* [Assignment]
The following entries should be restated word for word, pictures excluded.

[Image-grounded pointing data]
---
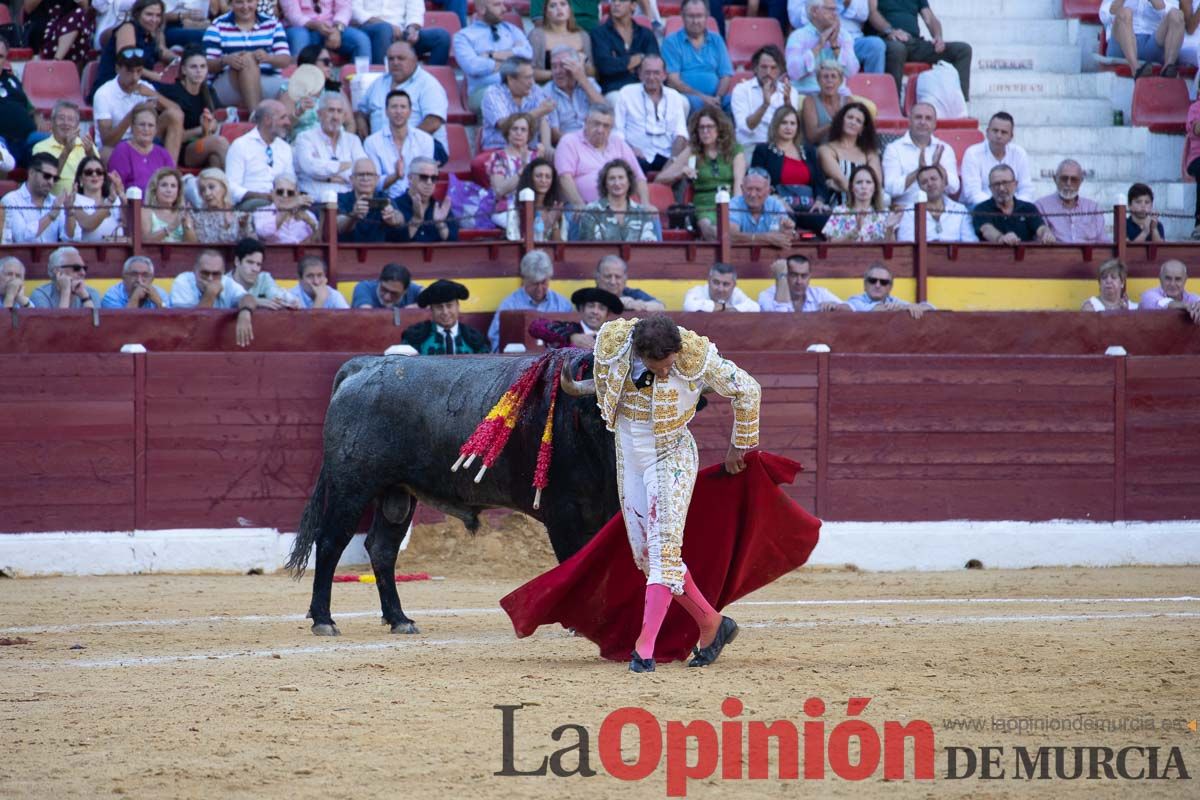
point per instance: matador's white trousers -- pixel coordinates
(655, 483)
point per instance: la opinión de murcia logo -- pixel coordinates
(757, 750)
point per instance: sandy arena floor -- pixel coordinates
(211, 686)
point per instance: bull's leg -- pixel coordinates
(341, 517)
(391, 521)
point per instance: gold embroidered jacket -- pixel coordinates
(671, 403)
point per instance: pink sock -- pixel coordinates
(658, 601)
(707, 618)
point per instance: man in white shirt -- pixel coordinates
(30, 214)
(720, 293)
(996, 149)
(792, 292)
(400, 20)
(257, 157)
(1145, 31)
(652, 116)
(430, 102)
(117, 101)
(913, 150)
(756, 100)
(945, 218)
(394, 149)
(324, 155)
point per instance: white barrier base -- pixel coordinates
(877, 546)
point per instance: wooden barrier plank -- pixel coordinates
(964, 499)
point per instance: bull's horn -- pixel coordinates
(575, 388)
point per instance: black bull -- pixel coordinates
(393, 431)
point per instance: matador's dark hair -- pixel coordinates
(657, 337)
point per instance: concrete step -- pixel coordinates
(1045, 110)
(1007, 83)
(1019, 58)
(1005, 30)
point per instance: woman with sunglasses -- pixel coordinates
(288, 220)
(142, 31)
(135, 160)
(541, 178)
(163, 217)
(60, 30)
(191, 92)
(216, 222)
(94, 209)
(863, 220)
(711, 161)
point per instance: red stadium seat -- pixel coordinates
(1161, 104)
(881, 90)
(231, 131)
(671, 24)
(1087, 11)
(459, 150)
(457, 110)
(960, 139)
(48, 82)
(745, 35)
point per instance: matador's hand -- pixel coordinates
(735, 461)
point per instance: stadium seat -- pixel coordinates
(48, 82)
(748, 34)
(457, 110)
(1087, 11)
(960, 139)
(459, 148)
(231, 131)
(1161, 104)
(671, 24)
(881, 90)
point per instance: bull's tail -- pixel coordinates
(310, 527)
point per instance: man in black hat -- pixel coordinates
(442, 334)
(595, 306)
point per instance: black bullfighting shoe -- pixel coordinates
(637, 663)
(725, 633)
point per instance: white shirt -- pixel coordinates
(394, 12)
(814, 298)
(1146, 18)
(113, 103)
(185, 294)
(697, 299)
(747, 98)
(954, 226)
(22, 217)
(852, 16)
(252, 164)
(978, 161)
(317, 158)
(648, 126)
(903, 157)
(381, 148)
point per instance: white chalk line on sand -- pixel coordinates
(412, 642)
(471, 612)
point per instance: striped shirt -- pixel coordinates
(223, 37)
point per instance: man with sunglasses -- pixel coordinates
(483, 46)
(31, 214)
(67, 287)
(877, 296)
(117, 101)
(1072, 217)
(261, 155)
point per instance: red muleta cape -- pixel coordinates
(742, 533)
---
* [Exercise solution]
point per instance: matador's white trousers -- pixel coordinates
(655, 483)
point per instance: la opinión de murcia logo -- pixel coordinates
(757, 750)
point per instance: sandy arena floor -- pixel coordinates
(211, 686)
point per instance: bull's leg -- pixel coordinates
(341, 517)
(391, 521)
point per instance: gold embroidered jacket -- pixel coordinates
(671, 403)
point per instance: pink sock -- pixel coordinates
(658, 601)
(707, 618)
point per instance: man in white shirt -- pixel coordinates
(30, 214)
(720, 293)
(996, 149)
(792, 292)
(400, 20)
(257, 157)
(1145, 31)
(652, 116)
(430, 102)
(117, 101)
(913, 150)
(756, 100)
(945, 218)
(394, 149)
(324, 155)
point per instance: white barrier base -- pixel coordinates
(877, 546)
point per instance: wooden barrier plank -- pixel coordinates
(964, 499)
point per instance: bull's horn -- pixel coordinates
(575, 388)
point per instance: black bull -- pixel coordinates
(393, 431)
point per instance: matador's dark hair -- pixel coordinates
(657, 337)
point per instance: concrete step -- pixel coordinates
(1045, 110)
(1007, 83)
(1019, 58)
(1005, 30)
point per instance: woman with sunglasses -- pixel coordinates
(288, 220)
(142, 31)
(135, 160)
(541, 178)
(163, 217)
(60, 30)
(191, 92)
(216, 222)
(94, 209)
(863, 220)
(711, 161)
point per instance: red stadium seat -- pixel coordinates
(1161, 104)
(881, 90)
(231, 131)
(671, 24)
(1087, 11)
(459, 150)
(457, 110)
(960, 139)
(48, 82)
(745, 35)
point per instance: matador's hand -- pixel coordinates
(735, 461)
point per instance: stadium seat -- pixel coordinates
(48, 82)
(748, 34)
(457, 110)
(1087, 11)
(960, 139)
(459, 148)
(231, 131)
(1161, 104)
(671, 24)
(881, 90)
point per instance: bull's tail -- pixel coordinates
(310, 527)
point per instance: man in black hat -- pixel coordinates
(442, 334)
(595, 306)
point per instance: black bullfighting shoe -- pixel coordinates
(637, 663)
(725, 633)
point per instance: white shirt -- pixel coordinates
(394, 12)
(814, 298)
(1146, 18)
(113, 103)
(185, 294)
(697, 299)
(747, 98)
(954, 226)
(22, 217)
(852, 16)
(252, 164)
(978, 161)
(317, 158)
(648, 126)
(903, 157)
(381, 148)
point per instance: white chalk line on sand -- pixel coordinates
(412, 642)
(471, 612)
point per instance: striped shirt -- pixel coordinates
(223, 37)
point per instance: man with sunglasses -- pixel coordinates
(483, 46)
(31, 214)
(67, 287)
(877, 296)
(117, 101)
(1072, 217)
(261, 155)
point per instance: red muleta cape -- pixel coordinates
(742, 533)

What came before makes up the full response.